Start Source material

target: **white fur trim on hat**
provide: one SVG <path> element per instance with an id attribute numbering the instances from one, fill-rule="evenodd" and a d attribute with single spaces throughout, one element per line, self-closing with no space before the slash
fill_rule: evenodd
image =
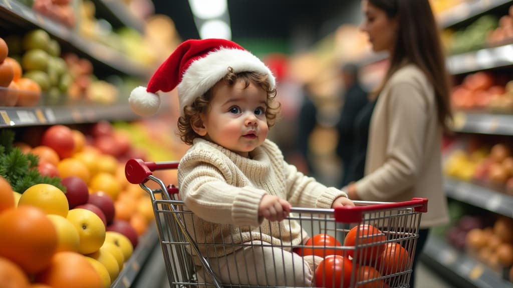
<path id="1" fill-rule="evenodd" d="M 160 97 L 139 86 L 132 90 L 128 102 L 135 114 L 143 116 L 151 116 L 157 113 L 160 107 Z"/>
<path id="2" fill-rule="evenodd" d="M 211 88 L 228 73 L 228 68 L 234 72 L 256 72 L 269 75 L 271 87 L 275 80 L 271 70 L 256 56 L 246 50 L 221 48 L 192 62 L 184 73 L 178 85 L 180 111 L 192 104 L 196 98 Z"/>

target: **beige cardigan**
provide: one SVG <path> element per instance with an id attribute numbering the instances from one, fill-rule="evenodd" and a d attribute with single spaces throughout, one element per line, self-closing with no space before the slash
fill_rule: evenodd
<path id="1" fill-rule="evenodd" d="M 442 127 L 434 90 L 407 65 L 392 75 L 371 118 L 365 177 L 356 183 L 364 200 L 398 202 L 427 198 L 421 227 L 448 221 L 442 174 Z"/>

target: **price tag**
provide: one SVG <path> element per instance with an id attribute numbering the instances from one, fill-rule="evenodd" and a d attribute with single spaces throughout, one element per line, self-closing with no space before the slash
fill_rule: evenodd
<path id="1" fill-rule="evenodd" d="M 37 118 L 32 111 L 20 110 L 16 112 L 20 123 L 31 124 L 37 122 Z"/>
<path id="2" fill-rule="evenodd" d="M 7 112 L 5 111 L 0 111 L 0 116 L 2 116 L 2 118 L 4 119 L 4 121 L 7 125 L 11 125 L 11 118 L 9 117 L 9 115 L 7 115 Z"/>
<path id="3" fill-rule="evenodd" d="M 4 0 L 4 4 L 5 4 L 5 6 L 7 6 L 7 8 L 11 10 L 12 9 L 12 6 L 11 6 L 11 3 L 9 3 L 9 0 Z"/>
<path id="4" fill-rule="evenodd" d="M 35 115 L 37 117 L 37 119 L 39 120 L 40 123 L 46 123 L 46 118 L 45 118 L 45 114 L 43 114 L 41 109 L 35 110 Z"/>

End Source material
Start Source material

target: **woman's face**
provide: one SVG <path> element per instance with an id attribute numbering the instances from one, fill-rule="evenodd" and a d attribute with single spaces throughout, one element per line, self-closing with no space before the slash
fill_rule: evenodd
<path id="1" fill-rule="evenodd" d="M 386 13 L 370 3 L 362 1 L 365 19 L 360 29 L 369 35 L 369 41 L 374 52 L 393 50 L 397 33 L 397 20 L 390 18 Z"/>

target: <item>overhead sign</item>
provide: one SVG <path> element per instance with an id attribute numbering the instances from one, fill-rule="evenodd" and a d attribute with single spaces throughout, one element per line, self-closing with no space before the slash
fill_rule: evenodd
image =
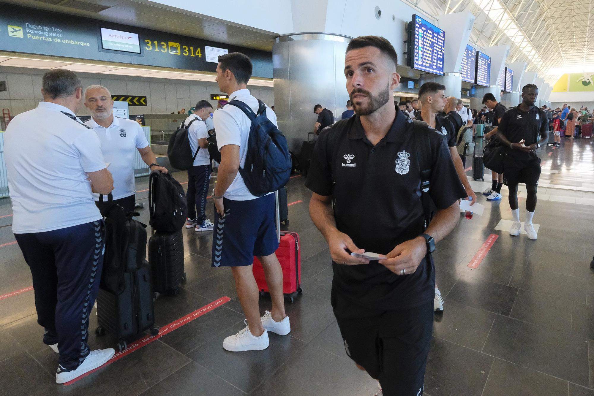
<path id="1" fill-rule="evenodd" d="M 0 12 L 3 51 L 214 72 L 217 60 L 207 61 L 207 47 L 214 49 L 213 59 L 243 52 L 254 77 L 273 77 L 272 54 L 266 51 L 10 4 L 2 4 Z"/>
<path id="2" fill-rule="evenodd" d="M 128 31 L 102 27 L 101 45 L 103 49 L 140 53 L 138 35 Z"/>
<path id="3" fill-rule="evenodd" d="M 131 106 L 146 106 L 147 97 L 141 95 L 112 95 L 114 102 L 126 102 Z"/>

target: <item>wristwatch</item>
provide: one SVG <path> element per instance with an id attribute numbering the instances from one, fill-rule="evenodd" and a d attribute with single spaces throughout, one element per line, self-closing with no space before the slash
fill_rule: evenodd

End Source material
Start Source material

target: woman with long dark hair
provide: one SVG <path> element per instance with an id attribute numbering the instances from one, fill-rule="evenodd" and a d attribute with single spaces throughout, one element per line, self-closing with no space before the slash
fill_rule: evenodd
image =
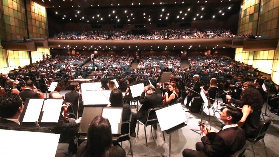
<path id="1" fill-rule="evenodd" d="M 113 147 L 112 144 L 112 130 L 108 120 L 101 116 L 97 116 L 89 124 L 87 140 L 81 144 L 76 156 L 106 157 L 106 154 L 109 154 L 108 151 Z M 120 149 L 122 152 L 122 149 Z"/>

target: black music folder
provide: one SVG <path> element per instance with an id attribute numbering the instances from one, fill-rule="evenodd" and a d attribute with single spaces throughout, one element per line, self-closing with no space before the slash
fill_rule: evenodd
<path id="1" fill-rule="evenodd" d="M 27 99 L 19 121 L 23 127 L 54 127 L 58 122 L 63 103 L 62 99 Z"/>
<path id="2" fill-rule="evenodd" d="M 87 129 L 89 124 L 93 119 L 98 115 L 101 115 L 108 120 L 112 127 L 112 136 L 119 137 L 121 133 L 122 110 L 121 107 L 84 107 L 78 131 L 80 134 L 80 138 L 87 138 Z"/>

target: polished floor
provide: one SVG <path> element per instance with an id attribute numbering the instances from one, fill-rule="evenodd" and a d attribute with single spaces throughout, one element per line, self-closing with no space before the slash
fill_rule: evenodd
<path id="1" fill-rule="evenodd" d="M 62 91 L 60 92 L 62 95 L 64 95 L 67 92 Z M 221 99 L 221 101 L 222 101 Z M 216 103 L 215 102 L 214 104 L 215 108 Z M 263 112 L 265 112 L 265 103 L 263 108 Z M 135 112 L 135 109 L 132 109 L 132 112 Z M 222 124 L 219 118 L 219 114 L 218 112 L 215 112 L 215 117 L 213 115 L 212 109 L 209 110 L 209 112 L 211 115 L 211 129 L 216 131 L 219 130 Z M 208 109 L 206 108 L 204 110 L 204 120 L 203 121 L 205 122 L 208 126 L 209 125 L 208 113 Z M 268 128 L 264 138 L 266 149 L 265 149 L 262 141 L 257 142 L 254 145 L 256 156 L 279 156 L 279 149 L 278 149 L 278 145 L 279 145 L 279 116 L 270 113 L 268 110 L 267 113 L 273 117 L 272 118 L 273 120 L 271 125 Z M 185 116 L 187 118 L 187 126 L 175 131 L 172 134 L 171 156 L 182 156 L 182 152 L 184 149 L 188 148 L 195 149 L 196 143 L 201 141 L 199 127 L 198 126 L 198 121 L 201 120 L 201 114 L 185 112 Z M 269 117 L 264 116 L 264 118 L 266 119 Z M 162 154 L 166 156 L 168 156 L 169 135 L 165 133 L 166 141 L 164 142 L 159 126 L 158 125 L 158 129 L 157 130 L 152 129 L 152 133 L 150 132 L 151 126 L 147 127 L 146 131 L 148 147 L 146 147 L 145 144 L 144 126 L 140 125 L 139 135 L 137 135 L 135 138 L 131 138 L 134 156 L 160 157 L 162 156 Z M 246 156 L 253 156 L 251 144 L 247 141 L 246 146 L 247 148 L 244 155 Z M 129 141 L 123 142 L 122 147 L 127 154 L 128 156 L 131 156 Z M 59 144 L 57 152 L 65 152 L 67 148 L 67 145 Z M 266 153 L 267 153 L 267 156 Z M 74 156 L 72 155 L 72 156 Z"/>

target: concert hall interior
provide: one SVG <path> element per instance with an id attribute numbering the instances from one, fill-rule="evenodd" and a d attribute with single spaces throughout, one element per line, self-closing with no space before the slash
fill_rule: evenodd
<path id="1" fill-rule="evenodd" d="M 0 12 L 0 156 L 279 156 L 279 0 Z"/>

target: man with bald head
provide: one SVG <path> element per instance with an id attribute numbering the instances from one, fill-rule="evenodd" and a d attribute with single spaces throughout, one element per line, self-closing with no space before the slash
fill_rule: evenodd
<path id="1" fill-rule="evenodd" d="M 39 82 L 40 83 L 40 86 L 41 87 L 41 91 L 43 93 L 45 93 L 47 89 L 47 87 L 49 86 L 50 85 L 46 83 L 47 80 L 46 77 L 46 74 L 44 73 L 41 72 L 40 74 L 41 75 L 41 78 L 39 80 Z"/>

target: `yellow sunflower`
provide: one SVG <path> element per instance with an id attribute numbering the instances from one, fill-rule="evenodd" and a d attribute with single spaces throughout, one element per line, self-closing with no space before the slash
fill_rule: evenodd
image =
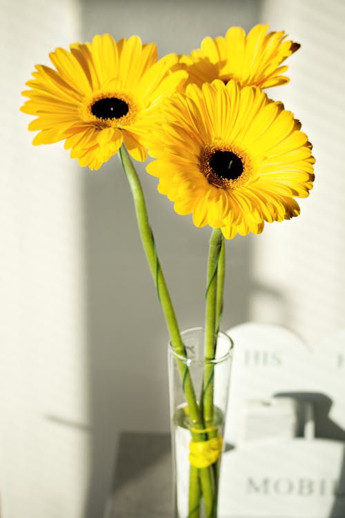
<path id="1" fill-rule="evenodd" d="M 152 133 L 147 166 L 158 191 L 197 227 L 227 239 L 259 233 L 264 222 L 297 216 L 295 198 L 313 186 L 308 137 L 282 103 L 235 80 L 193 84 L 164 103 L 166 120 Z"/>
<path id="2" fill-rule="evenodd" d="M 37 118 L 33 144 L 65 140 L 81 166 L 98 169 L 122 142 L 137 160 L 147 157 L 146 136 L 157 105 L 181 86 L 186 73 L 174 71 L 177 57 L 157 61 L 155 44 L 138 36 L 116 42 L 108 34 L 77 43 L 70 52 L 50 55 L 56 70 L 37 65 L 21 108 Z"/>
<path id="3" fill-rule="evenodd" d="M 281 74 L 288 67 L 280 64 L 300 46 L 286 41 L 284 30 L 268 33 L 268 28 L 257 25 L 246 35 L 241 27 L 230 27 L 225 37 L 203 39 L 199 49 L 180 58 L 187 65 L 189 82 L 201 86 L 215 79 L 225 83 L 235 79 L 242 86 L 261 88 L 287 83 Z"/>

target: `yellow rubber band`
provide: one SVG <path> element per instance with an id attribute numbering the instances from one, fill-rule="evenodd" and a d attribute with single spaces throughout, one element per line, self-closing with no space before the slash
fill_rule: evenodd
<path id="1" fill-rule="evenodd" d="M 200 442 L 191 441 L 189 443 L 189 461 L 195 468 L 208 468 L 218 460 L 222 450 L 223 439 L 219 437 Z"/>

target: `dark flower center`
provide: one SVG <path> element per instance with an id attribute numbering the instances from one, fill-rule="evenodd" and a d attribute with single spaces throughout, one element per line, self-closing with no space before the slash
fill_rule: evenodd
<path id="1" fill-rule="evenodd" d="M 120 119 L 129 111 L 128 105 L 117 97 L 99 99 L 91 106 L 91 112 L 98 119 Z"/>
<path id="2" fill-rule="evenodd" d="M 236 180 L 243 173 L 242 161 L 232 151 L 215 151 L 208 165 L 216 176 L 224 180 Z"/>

End Source material

▶ The task: Output the stretch of the records above, from the line containing "target: **white fur trim on hat**" through the line containing "160 97 L 139", as a numbered list without blank lines. Leave the pictures out.

▶ Solution to the exercise:
1. target: **white fur trim on hat**
2. provide: one SVG <path> element per instance with an id attribute numbering the instances from one, fill-rule="evenodd" and a d attribute with single spaces throughout, one element per line, self-closing with no space before the slash
3. fill_rule: evenodd
4. image =
5. <path id="1" fill-rule="evenodd" d="M 160 97 L 139 86 L 132 90 L 128 102 L 135 114 L 143 116 L 151 116 L 157 113 L 160 107 Z"/>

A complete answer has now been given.